■ Goal ■
Write the next few paragraphs of the book review of "The Midnight Library", picking up right after its final sentence.

■ Document segment ■
■ ■ ■ ■ ■

Books

Book Review: ‘The Midnight Library’ by Matt Haig

BY Anita L. Sherman TIMEFebruary 12, 2022 PRINT

A sad and depressed young woman contemplates taking her life.

She is full of regret and has chosen to be more self-critical than self-congratulatory. She’s lost people close to her. Her cat has died. Her work is unfulfilling. Her relationships are crumbling.

Matt Haig’s “The Midnight Library” starts out on a dreary and depressing note as readers are introduced to Nora Seed, who has decided to retreat from her unhappy world by committing suicide.

As the hours and minutes tick closer to midnight, Nora writes a note to whomever, reiterating her hopelessness and inability to offer anything of value to anyone and that she makes life worse for people.

Nora falls into unconsciousness. Readers may think the deed done.

The-Midnight-Library_Main_
The novel examines life’s choices and consequences.

But then she awakens and, as the mist clears around her, she finds herself in front of a large building, a library. Inside is Mrs. Elm, an older woman whom she recognizes as the school librarian of her youth.

If this is death, it is a strange reality. Nora figures that she isn’t even able to be good at that. Living was incomplete, and perhaps dying is incomplete as well.

Mrs. Elm, like some kind of fairy godmother or guardian, offers some assistance:

“‘Between life and death there is a library,’ she said. ‘And within that library, the shelves go on forever. Every book provides a chance to try another life you could have lived. To see how things would be different if you had made other choices … Would you have done anything different, if you had the chance to undo your regrets?’’’

In this place, this library with endless shelves of books, Nora finds herself faced with many more decisions about life and death. Every decision, large or small, will have its consequences. The books offer her glimpses, insights into what might have been or perhaps is yet to come.

■ ■ ■ ■ ■

■ Record list ■
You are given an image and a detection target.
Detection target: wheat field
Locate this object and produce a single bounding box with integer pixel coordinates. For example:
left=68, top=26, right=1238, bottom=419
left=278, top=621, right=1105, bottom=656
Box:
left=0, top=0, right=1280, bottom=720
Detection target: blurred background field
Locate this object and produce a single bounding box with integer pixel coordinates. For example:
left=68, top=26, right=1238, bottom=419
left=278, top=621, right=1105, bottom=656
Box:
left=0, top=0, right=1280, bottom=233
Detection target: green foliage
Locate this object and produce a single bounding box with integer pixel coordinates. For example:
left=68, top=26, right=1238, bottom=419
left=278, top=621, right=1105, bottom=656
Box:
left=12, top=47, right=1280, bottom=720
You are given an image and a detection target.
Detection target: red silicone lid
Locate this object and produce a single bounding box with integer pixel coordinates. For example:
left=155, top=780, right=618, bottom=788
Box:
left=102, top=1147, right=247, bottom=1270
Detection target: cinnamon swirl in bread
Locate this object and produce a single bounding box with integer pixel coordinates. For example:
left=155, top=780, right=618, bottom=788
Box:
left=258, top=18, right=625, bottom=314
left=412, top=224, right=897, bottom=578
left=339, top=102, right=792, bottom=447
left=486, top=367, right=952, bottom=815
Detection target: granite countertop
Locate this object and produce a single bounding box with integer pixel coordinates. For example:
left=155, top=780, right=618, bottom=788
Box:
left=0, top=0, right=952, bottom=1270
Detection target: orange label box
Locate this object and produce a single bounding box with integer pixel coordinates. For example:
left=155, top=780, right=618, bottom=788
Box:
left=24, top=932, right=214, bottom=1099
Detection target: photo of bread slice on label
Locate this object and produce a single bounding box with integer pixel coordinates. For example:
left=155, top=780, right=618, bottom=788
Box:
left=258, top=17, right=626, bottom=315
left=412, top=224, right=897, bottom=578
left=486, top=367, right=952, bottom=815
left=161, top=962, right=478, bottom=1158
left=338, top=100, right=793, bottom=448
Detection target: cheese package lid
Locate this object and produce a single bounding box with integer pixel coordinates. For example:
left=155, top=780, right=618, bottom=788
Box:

■ ■ ■ ■ ■

■ Task response ■
Haig, the author of “Reasons to Stay Alive” and “How to Stop Time,” may be dabbling in parallel universe theory (a great discussion for all the book clubs around the country) as Nora begins pulling out various volumes with lots of “what if” scenarios.

Up to this point, Nora’s choices, for her, have always led to the dark side. She is riddled with regret, guilt, and longing and has opted for falling into a black hole of her own making.

Perhaps she should have married her fiancé. Or maybe she should have stuck with her brother and their friend Ravi with their budding band rather than bailing. Certainly, she could have been a better cat owner or been decent to her parents. She had entertained being a competitive swimmer, and a dear friend wanted her to visit Australia.

In one of the books, Nora finds herself a glaciologist (a career that she had thought might be possible for her) until she comes face to face with a polar bear. The bear bears no malice toward her; she is just food.

In this in-between place, she realizes that she does not want to die but she’s in this scenario. How to get back to the safety of the library?

Haig writes of her angst: And that was the problem. In the face of death, life seemed more attractive, and as life seemed more attractive, how could she get back to the Midnight Library? She had to be disappointed in a life, not just scared of it, in order to try again with another book.

Haig’s chapters are tight and short. They read quickly as Nora dabbles in her other lives—the what if’s: the opportunities to erase regret, the opportunities to seize the moment, the opportunities to find a life that she wants to live.

While Nora is on this journey of discovery—some books lasting minutes, others hours, and others even several years—she encounters another character who appears to be on the same journey as herself.

In the Midnight Library with Mrs. Elm, who often comes to the rescue to pull her back or urge her onward, Nora lives many hundreds of different lives.

She’s given the gift of perspective over and over again in a multitude of different settings, timeframes, and with different casts of characters.

Along with lots of metaphors and symbolism, Haig throws in several philosophers throughout the book, such as Bertrand Russell, Henry David Thoreau, Lao Tzu, Jean-Paul Sartre, and others. He weaves their respective philosophies into her mindset.

Haig is good at digging into the human heart. He has empathy for the human condition: the joys and the sorrows, the light and the dark.

Time starts to run out for Nora and her book browsing. This in-between place is not a sustainable reality.

“The Midnight Library” was published in 2020. It has remained on many bestseller lists for more than a year. There’s good reason for this when you get to the last chapters and discover Nora’s final choice.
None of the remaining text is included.